Repeat word for word the records starting at the line that contains "Annotation task — locate each instance of the sunlit" and ending at the line that contains "Annotation task — locate each instance of the pink", including both of those lines.

+++++

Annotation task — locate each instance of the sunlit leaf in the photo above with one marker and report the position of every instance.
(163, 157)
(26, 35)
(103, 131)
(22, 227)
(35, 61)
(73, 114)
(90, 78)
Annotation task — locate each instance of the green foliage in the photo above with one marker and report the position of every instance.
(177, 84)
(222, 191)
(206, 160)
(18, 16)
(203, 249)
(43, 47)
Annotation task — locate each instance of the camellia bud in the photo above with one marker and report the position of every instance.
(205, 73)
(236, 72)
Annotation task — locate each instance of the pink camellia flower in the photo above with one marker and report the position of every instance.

+++++

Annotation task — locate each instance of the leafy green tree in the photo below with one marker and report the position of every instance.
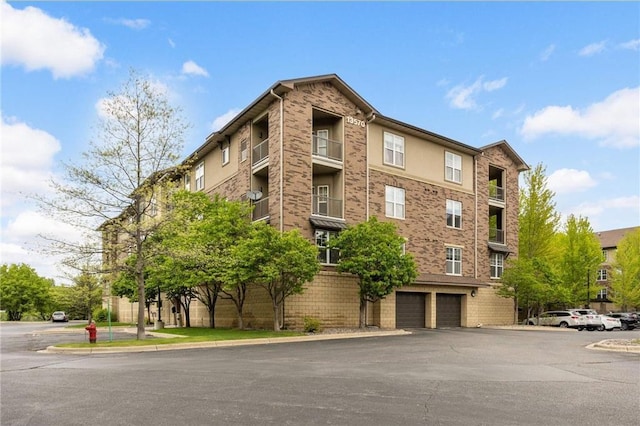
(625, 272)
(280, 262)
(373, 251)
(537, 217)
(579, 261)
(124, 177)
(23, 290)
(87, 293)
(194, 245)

+++++

§ Full response:
Annotation task — locate each instance of the sunlit leaf in the photo above with one marker and report the position of every instance.
(163, 157)
(26, 35)
(103, 131)
(22, 227)
(35, 61)
(73, 114)
(90, 78)
Annotation task — locate each instance of the green foliage in the photo above with one marker and report the position of every instance.
(177, 84)
(222, 191)
(206, 160)
(18, 16)
(203, 249)
(43, 47)
Annotation task — locate each instance of the camellia bud in the photo above with one marker and report the position of every instance.
(205, 73)
(236, 72)
Annotation task — locate each instance of the pink camellia flower in the photo above with one marker and report the position of every instance.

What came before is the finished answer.